[Records excerpted from a collection]
· · ·

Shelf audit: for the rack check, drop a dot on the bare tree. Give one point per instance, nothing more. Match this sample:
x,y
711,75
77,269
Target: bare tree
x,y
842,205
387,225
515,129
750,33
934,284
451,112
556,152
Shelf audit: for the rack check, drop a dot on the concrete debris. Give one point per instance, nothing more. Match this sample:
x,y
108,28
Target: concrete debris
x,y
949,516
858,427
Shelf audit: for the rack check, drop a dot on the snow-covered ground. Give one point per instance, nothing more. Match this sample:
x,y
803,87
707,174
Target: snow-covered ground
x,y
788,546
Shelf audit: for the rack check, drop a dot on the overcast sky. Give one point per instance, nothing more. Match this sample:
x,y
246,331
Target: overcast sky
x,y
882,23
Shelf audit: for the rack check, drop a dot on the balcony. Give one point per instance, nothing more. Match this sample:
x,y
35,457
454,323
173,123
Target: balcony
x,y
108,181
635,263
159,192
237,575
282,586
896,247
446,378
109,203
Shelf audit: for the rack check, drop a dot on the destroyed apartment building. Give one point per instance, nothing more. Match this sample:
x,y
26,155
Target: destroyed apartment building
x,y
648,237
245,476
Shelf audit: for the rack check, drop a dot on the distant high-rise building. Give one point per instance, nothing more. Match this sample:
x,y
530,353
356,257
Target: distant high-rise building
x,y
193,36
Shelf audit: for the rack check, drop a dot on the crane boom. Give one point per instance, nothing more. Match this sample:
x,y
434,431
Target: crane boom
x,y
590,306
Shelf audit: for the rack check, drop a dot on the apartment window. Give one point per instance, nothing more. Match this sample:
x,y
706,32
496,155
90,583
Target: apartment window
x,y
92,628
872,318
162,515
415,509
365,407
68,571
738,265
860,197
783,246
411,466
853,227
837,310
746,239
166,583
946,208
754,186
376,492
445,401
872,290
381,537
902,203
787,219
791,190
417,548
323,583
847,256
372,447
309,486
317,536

· · ·

- **WORK REQUEST**
Please copy out the records exactly as they appear.

- **RESPONSE TO THIS TASK**
Shelf audit: for the rack check, drop a dot on the bare tree. Give one point per instance, nothing more. Match this sample:
x,y
711,75
77,269
Target: bare tree
x,y
842,205
387,225
515,129
750,33
934,284
451,112
556,152
Shelf audit: for the rack check, drop a dot on the concrete debris. Give one point per instance, nothing more. Match this sample:
x,y
108,28
Target: concrete debris
x,y
949,516
858,427
Shelf audit: for the rack check, drop a dot on the snow-covered ground. Give one point per instance, nothing more. Match this sample:
x,y
803,87
707,174
Target: snow-covered ground
x,y
788,546
Shelf audit: for the rack check, drop a dot on the overcast sky. Give one point per instance, nothing more. Match this sample:
x,y
246,331
Target: overcast sky
x,y
882,23
Shelf audit: for the rack check, drop a dot on the balcony. Give one point per instance, nothing more. Match this sample:
x,y
35,457
454,323
173,123
Target: balcony
x,y
108,181
635,263
159,192
237,575
282,586
896,247
446,378
109,203
Shelf audit: for the rack check, drop a dot on the destroyed apartment building. Give one point per instance, nothing more. Match this sample:
x,y
26,155
Target: destroyed apartment building
x,y
648,237
245,476
Shelf audit: for the rack check, drop a dot on the distant high-rise building. Give one point per instance, nothing more. Match this sample:
x,y
530,353
356,257
Target: distant high-rise building
x,y
193,36
Shelf audit: for the rack check, drop a dot on the crane boom. Give one point per instance, nothing more. Match this sample:
x,y
434,431
Target: crane boom
x,y
590,306
Shelf audit: for the rack check, drop a dot on the apartment window. Give one point per instance, nothing more. Match this sample:
x,y
706,32
496,155
90,583
Target: apartment window
x,y
92,628
872,318
162,515
415,509
365,407
68,571
738,265
860,197
783,246
411,466
853,227
837,310
746,239
166,583
946,208
754,186
376,492
445,401
872,290
381,537
902,203
787,219
791,190
417,548
323,583
847,256
372,447
309,486
317,536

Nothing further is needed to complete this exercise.